_Aim of the task:_ Repeat the data that follows in full. Do not include the pictures.

_Dataset excerpts:_
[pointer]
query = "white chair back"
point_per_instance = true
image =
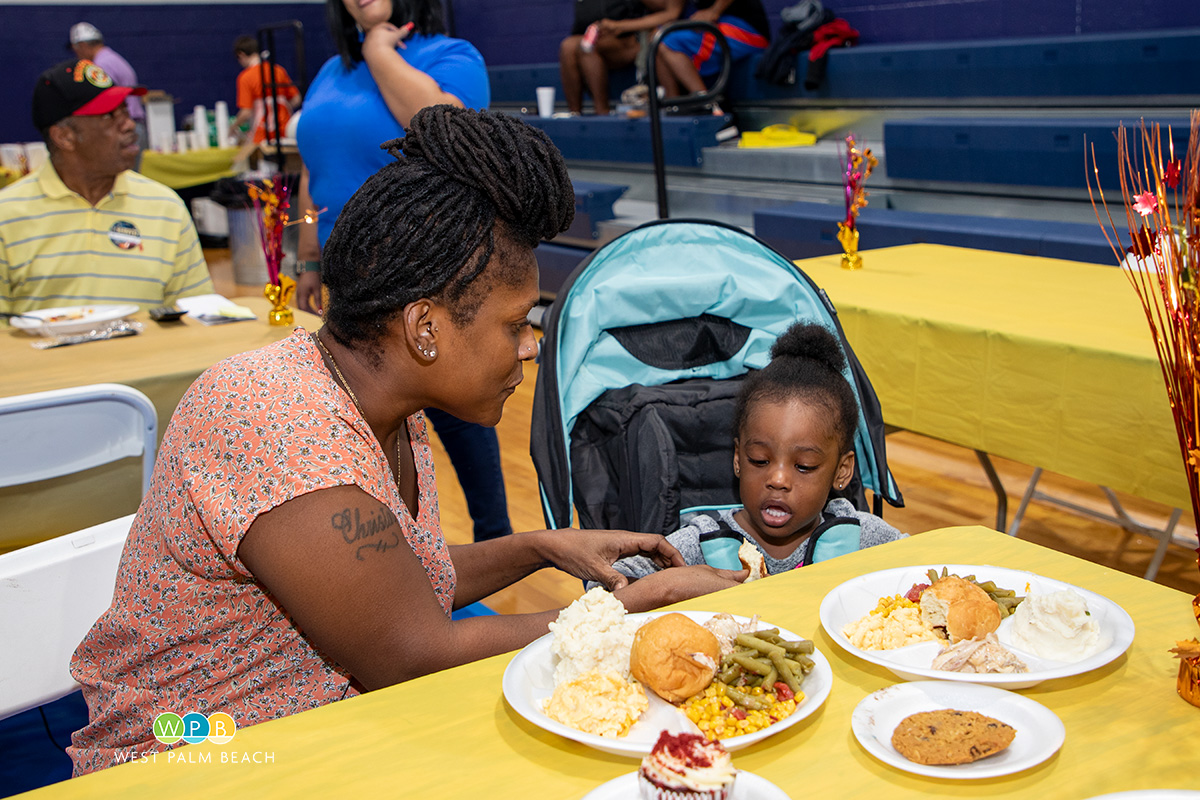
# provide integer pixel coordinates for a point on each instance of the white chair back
(51, 595)
(65, 431)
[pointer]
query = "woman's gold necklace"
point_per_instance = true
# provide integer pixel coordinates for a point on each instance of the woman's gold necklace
(349, 391)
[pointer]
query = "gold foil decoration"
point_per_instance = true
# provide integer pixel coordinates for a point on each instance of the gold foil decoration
(849, 239)
(280, 294)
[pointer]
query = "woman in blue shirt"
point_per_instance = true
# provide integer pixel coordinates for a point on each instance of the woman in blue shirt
(394, 59)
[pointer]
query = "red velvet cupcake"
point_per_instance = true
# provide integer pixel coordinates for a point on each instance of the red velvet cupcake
(687, 767)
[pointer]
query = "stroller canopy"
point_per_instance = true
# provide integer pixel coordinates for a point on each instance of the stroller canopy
(670, 301)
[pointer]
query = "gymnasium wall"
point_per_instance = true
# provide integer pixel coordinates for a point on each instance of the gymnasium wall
(528, 31)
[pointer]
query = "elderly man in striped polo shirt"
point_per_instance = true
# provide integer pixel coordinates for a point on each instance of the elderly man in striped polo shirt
(84, 228)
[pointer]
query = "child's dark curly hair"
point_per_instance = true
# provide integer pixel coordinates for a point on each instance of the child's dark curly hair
(805, 364)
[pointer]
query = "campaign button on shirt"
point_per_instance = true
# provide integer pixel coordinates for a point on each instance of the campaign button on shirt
(125, 235)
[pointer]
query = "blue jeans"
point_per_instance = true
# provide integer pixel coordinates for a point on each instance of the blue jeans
(474, 451)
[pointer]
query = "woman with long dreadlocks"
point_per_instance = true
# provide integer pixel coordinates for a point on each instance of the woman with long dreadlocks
(394, 59)
(288, 553)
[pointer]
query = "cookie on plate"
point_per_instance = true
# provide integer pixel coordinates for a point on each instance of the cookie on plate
(951, 737)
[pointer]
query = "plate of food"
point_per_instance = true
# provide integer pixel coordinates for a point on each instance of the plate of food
(957, 731)
(615, 681)
(70, 319)
(975, 624)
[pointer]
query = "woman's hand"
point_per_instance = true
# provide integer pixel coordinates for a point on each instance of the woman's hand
(589, 554)
(309, 293)
(383, 37)
(673, 585)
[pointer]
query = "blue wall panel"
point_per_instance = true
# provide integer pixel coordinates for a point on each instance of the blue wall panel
(183, 49)
(528, 31)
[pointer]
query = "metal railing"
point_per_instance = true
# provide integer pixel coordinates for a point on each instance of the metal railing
(688, 102)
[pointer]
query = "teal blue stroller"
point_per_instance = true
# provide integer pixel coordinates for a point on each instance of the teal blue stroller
(642, 355)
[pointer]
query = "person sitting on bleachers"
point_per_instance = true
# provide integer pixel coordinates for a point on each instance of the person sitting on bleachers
(84, 228)
(685, 58)
(616, 44)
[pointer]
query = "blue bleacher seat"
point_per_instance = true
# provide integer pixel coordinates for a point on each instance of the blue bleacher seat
(593, 205)
(1025, 151)
(622, 139)
(1141, 64)
(810, 229)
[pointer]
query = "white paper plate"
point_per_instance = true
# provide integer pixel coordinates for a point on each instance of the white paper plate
(748, 787)
(75, 319)
(1039, 732)
(856, 599)
(529, 679)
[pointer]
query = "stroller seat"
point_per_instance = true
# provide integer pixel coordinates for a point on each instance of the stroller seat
(642, 358)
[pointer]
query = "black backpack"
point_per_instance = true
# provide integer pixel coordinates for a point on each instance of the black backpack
(778, 64)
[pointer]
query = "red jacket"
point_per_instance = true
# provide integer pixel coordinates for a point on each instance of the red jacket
(829, 35)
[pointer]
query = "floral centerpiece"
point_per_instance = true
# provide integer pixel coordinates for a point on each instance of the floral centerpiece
(271, 206)
(1161, 200)
(858, 164)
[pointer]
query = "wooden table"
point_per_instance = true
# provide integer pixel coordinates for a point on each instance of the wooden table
(162, 362)
(453, 735)
(186, 169)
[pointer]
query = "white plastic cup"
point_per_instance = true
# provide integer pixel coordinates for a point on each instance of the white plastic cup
(545, 102)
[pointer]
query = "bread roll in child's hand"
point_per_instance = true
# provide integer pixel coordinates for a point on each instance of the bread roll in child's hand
(751, 559)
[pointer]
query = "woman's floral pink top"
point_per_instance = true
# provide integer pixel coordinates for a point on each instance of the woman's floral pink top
(190, 629)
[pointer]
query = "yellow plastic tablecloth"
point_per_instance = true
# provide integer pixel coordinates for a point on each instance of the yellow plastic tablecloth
(162, 362)
(453, 735)
(191, 168)
(1044, 361)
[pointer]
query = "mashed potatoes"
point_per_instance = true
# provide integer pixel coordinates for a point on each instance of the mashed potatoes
(592, 635)
(1056, 626)
(598, 703)
(900, 627)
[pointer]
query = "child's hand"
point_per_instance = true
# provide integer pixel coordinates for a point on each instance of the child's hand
(675, 584)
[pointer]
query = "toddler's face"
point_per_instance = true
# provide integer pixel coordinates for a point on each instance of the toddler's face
(787, 457)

_Expected answer:_
[pointer]
query = "white chair back"
point_per_instance = true
image =
# provide integer pixel coordinates for a point on each instance of the white chair back
(51, 595)
(65, 431)
[pointer]
query = "woman's gold necklace"
point_per_instance = true
# provide integer pixel coordinates for a point on each instance of the woman's gold necklace
(349, 391)
[pointer]
query = "gold foil decoration"
point_per_instance = true
# provide integer pixel coordinates for a point on each instance of the gold foil decoration
(849, 239)
(280, 294)
[pointer]
query = "woman in blue shirt"
point_per_instance = true
# provide integer pixel coordinates for a point on each instance of the woman in blue shirt
(394, 59)
[pointer]
query = "red velvet cupcake"
point_per_instance = true
# provide integer pixel coordinates for a point on each instance of the red velvet cupcake
(687, 767)
[pointer]
query = "stroller canopy"
point_per_instance = true
# provide integer pixel coordinates for a point on each instance of the stroller canopy
(670, 301)
[pointer]
query = "gymnasium wall"
point_per_instance = true
# provide integer pixel coordinates for a point on each instance of the gymnasium wall
(528, 31)
[pointer]
query = "elderly man in striped polo shirt"
point_per_instance = true
# provide integer pixel coordinates for a point on each instance of the elderly man in striped polo shirt
(84, 228)
[pointer]
query = "child's dark curly hair"
point_per_instance = true
# provide integer pixel coordinates for a point on each instance of the child's dark curly hair
(805, 364)
[pointer]
query = "campaign button on shirt"
point_per_instance = true
# provide integer pixel coordinates for a point on each instance of the campaign button on shirt
(125, 235)
[pointer]
query = "blue jeans"
point_per_instance = true
# provide integer pixel coordinates for a point on each instance of the blue jeans
(474, 451)
[pointer]
query = "woman with long dreadlocks"
point_per_instance = true
# provide integer pixel coordinates for a point on each instance of the woman with long dreadlocks
(394, 59)
(288, 553)
[pointer]
query = "cookie on plate"
point_per_instance = true
# provide integer pixel coordinates for a point on each instance of the cookie on plate
(951, 737)
[pointer]
query = "plate of food"
point_per_instance = true
# provide integer pixel coordinates for a point on each instance of the plate of food
(957, 731)
(615, 681)
(70, 319)
(975, 624)
[pointer]
query = "woman's hand"
point_per_instance = true
# provide integer pixel coordinates for a point on each instance of the woman's hand
(589, 554)
(309, 293)
(383, 37)
(673, 585)
[pointer]
query = "blue wall panel"
point_per_instance = true
# provide integer pixel coordinates for a point on each instance of the blue wall panel
(183, 49)
(528, 31)
[pointer]
query = "metal railing"
point_per_instance = true
# provide integer pixel coordinates for a point on each instance of the metal railing
(688, 102)
[pointer]
query = "teal blue stroller"
point_per_instance = true
# provide integer pixel coordinates for a point on each instance of the teal blue stroller
(642, 355)
[pointer]
query = "person sitting on bleachers"
point_per_instance = true
# provide integer pixel coordinates for a point on each instance of the person sitting on bleachers
(84, 228)
(685, 58)
(616, 44)
[pointer]
query = "blue bleacher seat"
point_per_instance = true
# provide integer pixel coordinates for a point on each instance of the blue bleacher seat
(593, 205)
(1025, 151)
(622, 139)
(1141, 64)
(810, 229)
[pointer]
query = "white paper plate"
point_per_instance = true
# provide integer pixel coordinates for a point on each instance of the white paper plate
(748, 787)
(75, 319)
(1039, 732)
(856, 599)
(529, 679)
[pointer]
query = "stroller seat"
point_per_instance = true
# provide integer pixel coordinates for a point on each instance of the stroller seat
(642, 358)
[pointer]
query = "black backpack"
point_per_instance = true
# provide integer pixel coordinates for a point on each instance of the black backpack
(778, 64)
[pointer]
query = "red jacket"
point_per_instance = true
# provide integer pixel coordinates for a point on each instance of the red jacket
(829, 35)
[pointer]
query = "floral centerpiece"
point_per_instance = true
# provide integer pixel coordinates for a point on each instance of the floral centerpiece
(271, 206)
(1161, 200)
(858, 164)
[pointer]
query = "wooden table"
point_per_instance = true
# provide integer pixel coordinates for a point on each instance of the wooden table
(162, 362)
(453, 735)
(186, 169)
[pointer]
query = "white plastic cup"
point_per_instance = true
# provide integer pixel coordinates for a point on each instance of the white plastic cup
(545, 102)
[pointer]
query = "bread roll in child's hand"
point_per_instance = true
# provide integer pixel coordinates for a point on each instance of the bread roll in child's hand
(751, 559)
[pointer]
query = "woman's floral pink top"
point_per_instance = true
# provide integer pixel coordinates for a point on each instance of the woman's floral pink top
(190, 629)
[pointer]
query = "yellow plastic tablecloth"
point_per_instance = true
# provide integer pixel coordinates for a point on each instance of the yellow plastic tablecloth
(162, 362)
(453, 735)
(191, 168)
(1044, 361)
[pointer]
query = "mashed potatoes"
point_per_instance = true
# provide integer pixel coordinates for a point on each instance of the mashed potatoes
(592, 635)
(1056, 626)
(598, 703)
(900, 627)
[pointer]
query = "child's hand"
point_per_instance = true
# provide integer pixel coordinates for a point on each instance of the child's hand
(675, 584)
[pointer]
query = "toddler's face"
point_per_instance = true
# provide integer pixel coordinates for a point on each instance of the toddler's face
(787, 457)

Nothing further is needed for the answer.